● LISTED RECORDS
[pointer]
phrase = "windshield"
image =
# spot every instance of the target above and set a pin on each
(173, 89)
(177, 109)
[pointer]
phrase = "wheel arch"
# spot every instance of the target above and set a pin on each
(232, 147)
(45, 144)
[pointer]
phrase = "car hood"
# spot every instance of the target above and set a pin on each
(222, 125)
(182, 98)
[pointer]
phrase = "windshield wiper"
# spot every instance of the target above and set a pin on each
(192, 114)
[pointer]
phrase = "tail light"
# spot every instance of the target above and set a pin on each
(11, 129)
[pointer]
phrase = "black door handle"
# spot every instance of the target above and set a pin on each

● WHAT TO PRODUCE
Rewrite all of the records above, replacing each occurrence of "pin" with "marker" and leaving everything else unchanged.

● WRITTEN SOLUTION
[pointer]
phrase = "windshield"
image =
# spot every instance of the target above and set a marker on each
(173, 89)
(177, 109)
[pointer]
phrase = "wheel arch"
# spot every instance of the target above and set a marker on each
(232, 147)
(45, 144)
[pointer]
phrase = "car hood"
# spot every instance of the target above and set a marker on each
(222, 125)
(182, 98)
[pointer]
phrase = "windshield wiper"
# spot every instance of the target above and set a marker on each
(192, 114)
[pointer]
phrase = "tail light"
# spot every instance of the target above and set a marker on each
(11, 129)
[pointer]
phrase = "black door handle"
# spot every instance of the target above and set a marker on each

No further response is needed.